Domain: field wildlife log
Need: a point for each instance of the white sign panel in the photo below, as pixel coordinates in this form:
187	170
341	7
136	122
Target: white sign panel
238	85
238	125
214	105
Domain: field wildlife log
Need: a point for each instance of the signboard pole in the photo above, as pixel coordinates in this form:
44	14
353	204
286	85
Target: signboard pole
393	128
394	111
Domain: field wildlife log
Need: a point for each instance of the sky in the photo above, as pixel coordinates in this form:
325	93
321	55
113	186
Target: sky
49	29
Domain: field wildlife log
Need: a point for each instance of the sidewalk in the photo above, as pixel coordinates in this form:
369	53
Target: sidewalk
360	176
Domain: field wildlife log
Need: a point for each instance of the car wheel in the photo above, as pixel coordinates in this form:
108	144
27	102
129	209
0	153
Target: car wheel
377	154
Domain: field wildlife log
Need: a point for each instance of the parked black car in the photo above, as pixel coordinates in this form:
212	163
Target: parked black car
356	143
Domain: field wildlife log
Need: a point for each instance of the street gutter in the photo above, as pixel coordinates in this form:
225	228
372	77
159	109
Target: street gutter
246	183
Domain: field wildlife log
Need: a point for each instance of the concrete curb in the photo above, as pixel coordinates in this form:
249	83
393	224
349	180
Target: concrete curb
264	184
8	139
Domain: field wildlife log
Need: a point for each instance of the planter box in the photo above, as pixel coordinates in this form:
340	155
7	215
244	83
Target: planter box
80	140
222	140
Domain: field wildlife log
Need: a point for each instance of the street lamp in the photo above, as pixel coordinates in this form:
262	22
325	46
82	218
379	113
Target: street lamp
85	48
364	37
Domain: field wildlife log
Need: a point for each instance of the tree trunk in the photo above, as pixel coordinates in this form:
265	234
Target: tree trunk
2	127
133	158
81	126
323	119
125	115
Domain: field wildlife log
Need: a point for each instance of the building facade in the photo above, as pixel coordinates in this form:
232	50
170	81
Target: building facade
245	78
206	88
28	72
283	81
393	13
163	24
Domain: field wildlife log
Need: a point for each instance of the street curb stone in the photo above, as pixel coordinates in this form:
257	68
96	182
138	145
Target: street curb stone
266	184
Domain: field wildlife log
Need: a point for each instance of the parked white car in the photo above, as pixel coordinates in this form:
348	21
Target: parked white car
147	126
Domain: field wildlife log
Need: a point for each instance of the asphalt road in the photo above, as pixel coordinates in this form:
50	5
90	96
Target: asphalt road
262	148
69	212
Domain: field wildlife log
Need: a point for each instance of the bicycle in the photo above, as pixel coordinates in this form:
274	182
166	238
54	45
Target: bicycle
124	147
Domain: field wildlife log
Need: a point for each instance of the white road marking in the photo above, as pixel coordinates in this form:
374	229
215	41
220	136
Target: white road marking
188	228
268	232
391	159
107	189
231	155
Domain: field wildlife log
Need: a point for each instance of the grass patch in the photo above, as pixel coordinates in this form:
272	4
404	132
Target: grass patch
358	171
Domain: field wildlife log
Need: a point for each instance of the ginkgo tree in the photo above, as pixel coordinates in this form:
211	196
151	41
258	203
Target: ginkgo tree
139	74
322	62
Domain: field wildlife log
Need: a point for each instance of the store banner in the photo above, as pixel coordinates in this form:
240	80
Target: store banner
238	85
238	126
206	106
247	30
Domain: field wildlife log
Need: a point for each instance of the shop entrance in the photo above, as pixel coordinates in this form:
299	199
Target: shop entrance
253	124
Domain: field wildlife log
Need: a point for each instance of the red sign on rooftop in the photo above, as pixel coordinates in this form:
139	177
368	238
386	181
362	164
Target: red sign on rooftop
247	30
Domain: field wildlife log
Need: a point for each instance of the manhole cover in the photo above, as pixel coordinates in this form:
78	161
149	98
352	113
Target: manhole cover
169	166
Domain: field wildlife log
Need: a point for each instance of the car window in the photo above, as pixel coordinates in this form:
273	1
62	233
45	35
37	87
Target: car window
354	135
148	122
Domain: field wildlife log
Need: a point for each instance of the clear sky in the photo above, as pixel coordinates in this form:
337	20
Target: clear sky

[EXERCISE OBJECTIVE] Print the material once more, exactly.

[EXERCISE RESULT]
Domain: field wildlife log
Need: a point for each instance of the white sign panel in the photo below, as pixel coordinates in this form:
187	170
341	7
136	122
Target: white sign panel
238	85
238	125
214	105
Domain: field wildlife log
Need: a point for each instance of the signboard pole in the photo above, as pixel coordinates in this form:
44	14
353	204
286	85
Target: signboard pole
393	128
394	111
Domain: field wildlife log
Need: a point for each instance of the sky in the photo above, as pixel coordinates in this form:
325	93
321	55
113	186
Target: sky
49	29
Domain: field wildlife log
Need: a point for each instance of the sidewalk in the photo above, as pixel coordinates in this form:
369	53
Target: sidewalk
360	176
Domain: field wildlife log
Need: a point for each instance of the car wheel in the photo above, as pixel coordinates in this form:
108	144
27	102
129	209
0	153
Target: car wheel
377	154
Domain: field wildlife log
Need: a point for each instance of the parked black car in the photo above, as pixel coordinates in this form:
212	163
Target: parked black car
356	143
Domain: field wildlife log
Need: a point for each instance of the street gutter in the photo above, as pixel coordinates in this form:
225	228
372	77
159	109
Target: street gutter
246	183
Domain: field wildlife log
Need: a point for each instance of the concrete curb in the photo above, as pixel coordinates in this form:
249	83
393	224
349	180
Target: concrete curb
264	184
8	139
Domain: field wildlife log
Need: a point for each instance of the planter box in the photo above, as pixel coordinates in this form:
340	155
7	215
244	83
Target: planter box
80	140
222	140
Domain: field wildlife log
Need: a point for each instance of the street lamp in the photo above, as pixel coordinates in this form:
262	22
325	46
82	218
379	113
Target: street lamp
85	48
364	37
Domain: field wildlife log
Need: a point for each instance of the tree trunk in the photo above, as pixel coordinates in this form:
265	234
Target: tree trunk
2	127
133	158
81	126
323	119
125	115
Domain: field wildlife log
Need: a point for each instance of the building facade in the photo above, as pixel coordinates in this form:
232	50
170	81
Target: building facade
245	78
206	88
28	72
283	81
393	13
163	24
Domain: field wildlife log
Need: a point for each instance of the street curb stone in the photo above, as pixel coordinates in this form:
257	68
96	182
138	145
Target: street curb stone
266	184
Domain: field wildlife log
Need: a point for each instance of the parked white car in the photo above, as pixel coordinates in this form:
348	21
Target: parked white car
147	126
Domain: field wildlife log
Need: a point for each instance of the asphalt road in the photo above, as pixel coordinates in this form:
50	5
90	96
Target: asphalt road
262	148
69	212
Domain: field wildlife log
Need: a point for each instance of the bicycle in the photo above, as pixel coordinates in this form:
274	182
166	238
54	45
Target: bicycle
124	147
Domain: field wildlife log
Need: a point for each instance of the white road marking in the photo above, as pixel coordinates in this form:
374	229
215	41
220	136
Target: white road marking
188	228
268	232
391	159
107	189
231	155
Domain: field wildlife log
Need: a point for each instance of the grass patch in the photo above, as pixel coordinates in this form:
272	4
404	132
Target: grass patch
358	171
Domain: field wildlife log
Need: a point for each instance of the ginkgo tree in the photo above, as pixel coordinates in this form:
211	196
151	41
258	203
Target: ginkgo tree
139	74
322	62
Domain: field wildlife log
Need: a point for each instance of the store banner in the photo above, as pixel coordinates in this form:
240	80
Target: store banner
238	85
238	126
206	106
247	30
Domain: field wildlife log
Need: a point for each instance of the shop entrance in the photo above, as pixel coordinates in this form:
299	199
Target: shop entrance
253	124
Domain: field wildlife log
Need: a point for each instance of the red sign on rooftop in the photo above, as pixel coordinates in this form:
139	177
368	238
386	181
362	164
Target: red sign on rooftop
247	30
Domain: field wildlife log
Need: a point for each instance of the manhole cover in the photo above, as pixel coordinates in this form:
78	161
149	98
352	113
Target: manhole cover
169	166
Domain: field wildlife log
Need: a point for each instance of the car window in the photo above, as pixel coordinates in this form:
273	1
62	233
45	35
37	87
Target: car window
354	135
148	122
Domain: field wildlife log
Need: a point for each instance of the clear sky in the photo above, as pixel coordinates in this form:
337	20
Target: clear sky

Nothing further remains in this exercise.